Judul | Nietzsche |
Pengarang | St. Sunardi |
Penerbit | LKiS |
Tahun Terbit | 1996 |
Tebal Halaman | 215 + xiv |
Tidak dapat dipungkiri, figur seorang Nietzsche “diperoleh” berpuluh-puluh tahun setelah kematiannya. Semasa hidup, pemikiran dan konsepsi filsafatnya tidak banyak dilirik oleh orang. Justru setelah kematiannya, filsafat Nietzsche menempati ruang-ruang di mana kemapanan bercokol kemudian didobrak oleh (konon) Nietzcshean. Bagaimanapun juga, ia adalah filsuf penting yang berada di garis demarkrasi periodisasi sejarah filsafat: antara filsafat modern dan kontemporer (post-modern). Dan pengaruhnya begitu luas. Katakanlah filsuf sekaliber Karl Jaspers, Martin Heidegger, Jacques Derrida, dan Muhammad Iqbal. Beberapa inti pemikiran mereka terpengaruh oleh filsafat Nietzsche (ST. Sunardi, 1999: 119-120).

● Ketentuan Tugas
[1] Jawablah pertanyaan berikut berdasarkan kutipan.
(a) Siapa penerbit buku yang dibahas?
(b) Berapa tebal halaman buku tersebut?
(c) Di antara dua periode filsafat apa Nietzsche berada menurut kutipan?
[2] Tentukan apakah setiap pernyataan berikut sesuai dengan kutipan. Jawab ya atau tidak, lalu kutip kata-kata kutipan yang menentukan.
(a) Semasa hidupnya, pemikiran Nietzsche banyak diperhatikan orang.
(b) Martin Heidegger termasuk filsuf yang pemikirannya terpengaruh oleh filsafat Nietzsche.
(c) Pengaruh Nietzsche digambarkan sempit.
Data tidak diperlukan untuk mengerjakan tugas ini.

● Bahan yang Disediakan
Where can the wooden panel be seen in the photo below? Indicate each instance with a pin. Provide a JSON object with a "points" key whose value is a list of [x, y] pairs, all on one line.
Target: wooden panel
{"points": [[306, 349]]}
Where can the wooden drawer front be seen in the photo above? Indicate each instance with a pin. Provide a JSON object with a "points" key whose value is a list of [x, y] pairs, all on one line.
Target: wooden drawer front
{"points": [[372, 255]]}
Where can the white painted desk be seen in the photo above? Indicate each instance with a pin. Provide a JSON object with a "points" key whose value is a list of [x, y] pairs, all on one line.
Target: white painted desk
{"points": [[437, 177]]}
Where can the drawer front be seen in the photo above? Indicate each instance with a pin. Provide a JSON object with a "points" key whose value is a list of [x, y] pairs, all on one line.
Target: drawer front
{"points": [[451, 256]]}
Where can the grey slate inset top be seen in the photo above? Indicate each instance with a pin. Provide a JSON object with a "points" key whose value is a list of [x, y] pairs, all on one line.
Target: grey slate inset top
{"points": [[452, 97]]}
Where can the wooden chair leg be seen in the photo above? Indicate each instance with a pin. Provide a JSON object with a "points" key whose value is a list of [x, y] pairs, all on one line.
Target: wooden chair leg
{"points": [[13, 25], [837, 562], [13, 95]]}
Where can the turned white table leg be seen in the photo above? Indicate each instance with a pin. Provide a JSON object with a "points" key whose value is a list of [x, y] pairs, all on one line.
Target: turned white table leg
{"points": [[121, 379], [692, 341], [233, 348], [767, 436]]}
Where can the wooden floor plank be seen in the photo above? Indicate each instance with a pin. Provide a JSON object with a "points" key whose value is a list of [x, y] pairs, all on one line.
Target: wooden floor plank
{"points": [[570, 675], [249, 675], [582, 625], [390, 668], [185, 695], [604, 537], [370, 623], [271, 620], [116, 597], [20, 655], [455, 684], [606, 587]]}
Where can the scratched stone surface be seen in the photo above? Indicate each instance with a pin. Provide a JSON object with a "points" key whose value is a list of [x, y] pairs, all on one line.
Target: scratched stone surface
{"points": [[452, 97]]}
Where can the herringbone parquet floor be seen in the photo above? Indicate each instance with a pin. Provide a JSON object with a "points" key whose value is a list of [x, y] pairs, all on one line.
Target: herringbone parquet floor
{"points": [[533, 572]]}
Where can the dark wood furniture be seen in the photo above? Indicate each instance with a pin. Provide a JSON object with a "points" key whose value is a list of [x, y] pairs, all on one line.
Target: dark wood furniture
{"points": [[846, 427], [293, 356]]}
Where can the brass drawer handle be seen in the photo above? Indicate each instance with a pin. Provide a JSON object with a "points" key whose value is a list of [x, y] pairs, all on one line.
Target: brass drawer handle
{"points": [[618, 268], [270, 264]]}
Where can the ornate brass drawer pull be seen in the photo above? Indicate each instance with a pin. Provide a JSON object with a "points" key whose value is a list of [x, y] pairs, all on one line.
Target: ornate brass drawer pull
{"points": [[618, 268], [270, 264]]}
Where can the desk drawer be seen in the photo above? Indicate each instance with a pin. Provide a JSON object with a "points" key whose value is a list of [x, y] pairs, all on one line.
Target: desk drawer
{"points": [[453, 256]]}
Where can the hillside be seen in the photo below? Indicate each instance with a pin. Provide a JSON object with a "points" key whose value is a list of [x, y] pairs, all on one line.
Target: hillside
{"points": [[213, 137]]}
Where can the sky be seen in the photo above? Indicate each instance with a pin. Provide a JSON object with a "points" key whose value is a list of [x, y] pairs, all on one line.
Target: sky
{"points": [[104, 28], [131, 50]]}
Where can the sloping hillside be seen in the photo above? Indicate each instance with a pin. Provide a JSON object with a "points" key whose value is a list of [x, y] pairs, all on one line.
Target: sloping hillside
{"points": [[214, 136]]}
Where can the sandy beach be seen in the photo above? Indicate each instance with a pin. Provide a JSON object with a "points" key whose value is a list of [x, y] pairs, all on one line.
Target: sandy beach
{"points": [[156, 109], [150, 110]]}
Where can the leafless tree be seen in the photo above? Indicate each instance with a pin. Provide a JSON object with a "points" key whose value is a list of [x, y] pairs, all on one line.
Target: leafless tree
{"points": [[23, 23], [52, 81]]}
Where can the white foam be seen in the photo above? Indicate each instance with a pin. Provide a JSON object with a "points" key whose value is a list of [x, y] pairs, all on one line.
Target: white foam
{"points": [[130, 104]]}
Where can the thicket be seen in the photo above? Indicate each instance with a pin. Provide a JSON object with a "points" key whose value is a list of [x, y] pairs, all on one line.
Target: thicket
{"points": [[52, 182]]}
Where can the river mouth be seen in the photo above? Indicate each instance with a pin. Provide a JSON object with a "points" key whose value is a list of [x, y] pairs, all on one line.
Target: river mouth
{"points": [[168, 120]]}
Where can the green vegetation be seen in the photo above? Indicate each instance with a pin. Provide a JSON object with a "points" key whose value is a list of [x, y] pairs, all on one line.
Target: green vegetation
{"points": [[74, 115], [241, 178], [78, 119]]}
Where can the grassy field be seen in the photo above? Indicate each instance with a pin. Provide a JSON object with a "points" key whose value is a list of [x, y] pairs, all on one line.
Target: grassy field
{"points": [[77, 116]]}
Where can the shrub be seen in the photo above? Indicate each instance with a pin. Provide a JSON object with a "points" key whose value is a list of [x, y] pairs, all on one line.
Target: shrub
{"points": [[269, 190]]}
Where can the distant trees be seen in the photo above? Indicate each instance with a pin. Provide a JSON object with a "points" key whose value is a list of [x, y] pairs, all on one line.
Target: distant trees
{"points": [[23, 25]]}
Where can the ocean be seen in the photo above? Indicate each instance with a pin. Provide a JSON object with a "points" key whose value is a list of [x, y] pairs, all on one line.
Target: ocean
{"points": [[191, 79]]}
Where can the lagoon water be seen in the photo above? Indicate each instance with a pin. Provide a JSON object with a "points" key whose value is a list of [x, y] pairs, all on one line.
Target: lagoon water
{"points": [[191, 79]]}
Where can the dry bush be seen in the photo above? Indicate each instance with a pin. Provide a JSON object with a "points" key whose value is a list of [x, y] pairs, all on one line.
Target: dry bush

● Jawaban
[1]
(a) LKiS.
(b) 215 + xiv.
(c) Antara filsafat modern dan kontemporer (post-modern).

[2]
(a) Tidak: "Semasa hidup, pemikiran dan konsepsi filsafatnya tidak banyak dilirik oleh orang."
(b) Ya: "Katakanlah filsuf sekaliber Karl Jaspers, Martin Heidegger, Jacques Derrida, dan Muhammad Iqbal. Beberapa inti pemikiran mereka terpengaruh oleh filsafat Nietzsche"
(c) Tidak: "Dan pengaruhnya begitu luas."